___ DATA SUPPLIED

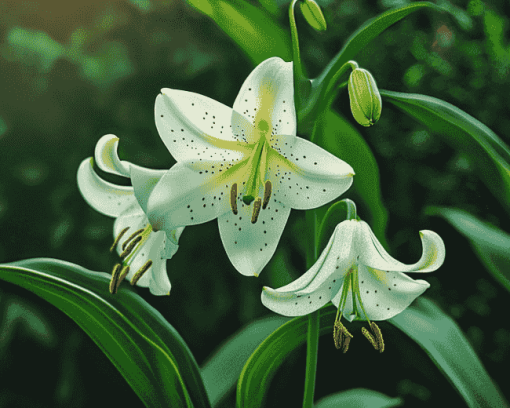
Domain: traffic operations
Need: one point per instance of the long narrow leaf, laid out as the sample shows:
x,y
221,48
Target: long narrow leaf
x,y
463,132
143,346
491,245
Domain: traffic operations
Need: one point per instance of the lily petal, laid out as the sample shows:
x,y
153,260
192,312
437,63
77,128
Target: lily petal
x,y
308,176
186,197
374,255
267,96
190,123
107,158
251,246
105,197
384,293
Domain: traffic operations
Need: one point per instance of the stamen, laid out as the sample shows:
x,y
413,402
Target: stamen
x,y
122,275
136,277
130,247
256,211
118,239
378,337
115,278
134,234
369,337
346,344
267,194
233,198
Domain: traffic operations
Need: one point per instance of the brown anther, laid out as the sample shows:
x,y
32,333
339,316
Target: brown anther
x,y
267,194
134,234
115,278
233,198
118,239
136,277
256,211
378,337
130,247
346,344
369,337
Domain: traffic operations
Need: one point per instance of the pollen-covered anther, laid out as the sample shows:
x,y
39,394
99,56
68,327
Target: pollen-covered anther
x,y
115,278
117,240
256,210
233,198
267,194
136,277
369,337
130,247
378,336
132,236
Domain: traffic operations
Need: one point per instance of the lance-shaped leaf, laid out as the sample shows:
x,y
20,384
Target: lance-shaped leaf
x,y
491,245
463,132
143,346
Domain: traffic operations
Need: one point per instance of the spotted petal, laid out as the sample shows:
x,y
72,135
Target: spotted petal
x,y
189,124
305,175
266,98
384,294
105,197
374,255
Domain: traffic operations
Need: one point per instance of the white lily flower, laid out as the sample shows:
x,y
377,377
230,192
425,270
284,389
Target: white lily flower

______
___ DATA SUPPLIED

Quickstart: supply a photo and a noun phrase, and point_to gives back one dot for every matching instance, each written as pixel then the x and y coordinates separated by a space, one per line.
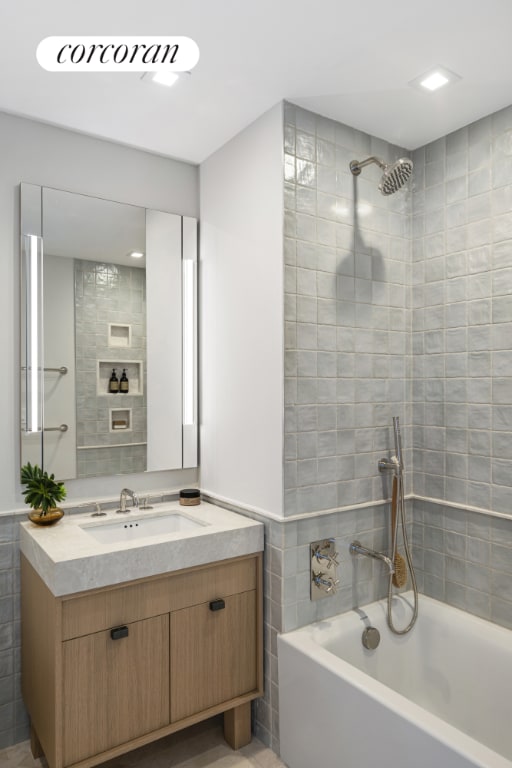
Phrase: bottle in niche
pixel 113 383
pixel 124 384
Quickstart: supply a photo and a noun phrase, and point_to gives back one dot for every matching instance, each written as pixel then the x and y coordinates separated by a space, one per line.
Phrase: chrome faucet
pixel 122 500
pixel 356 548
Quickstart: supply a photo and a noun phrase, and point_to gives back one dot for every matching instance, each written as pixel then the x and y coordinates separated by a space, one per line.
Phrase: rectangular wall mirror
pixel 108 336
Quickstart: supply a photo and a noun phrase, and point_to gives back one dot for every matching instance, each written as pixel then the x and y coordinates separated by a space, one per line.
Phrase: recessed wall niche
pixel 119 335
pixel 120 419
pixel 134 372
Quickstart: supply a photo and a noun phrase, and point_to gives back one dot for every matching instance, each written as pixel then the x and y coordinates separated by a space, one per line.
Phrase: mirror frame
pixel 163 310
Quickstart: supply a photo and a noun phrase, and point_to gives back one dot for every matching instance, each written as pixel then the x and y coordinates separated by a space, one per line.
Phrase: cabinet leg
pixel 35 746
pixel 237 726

______

◆ WHAT TO PRODUCE ◆
Copy out every line from the data above that has "white" in it.

◆ RESPONSE FOR THIS EXERCISE ◆
Need: one point per instance of the white lily flower, laid out as the sample shows:
Target: white lily flower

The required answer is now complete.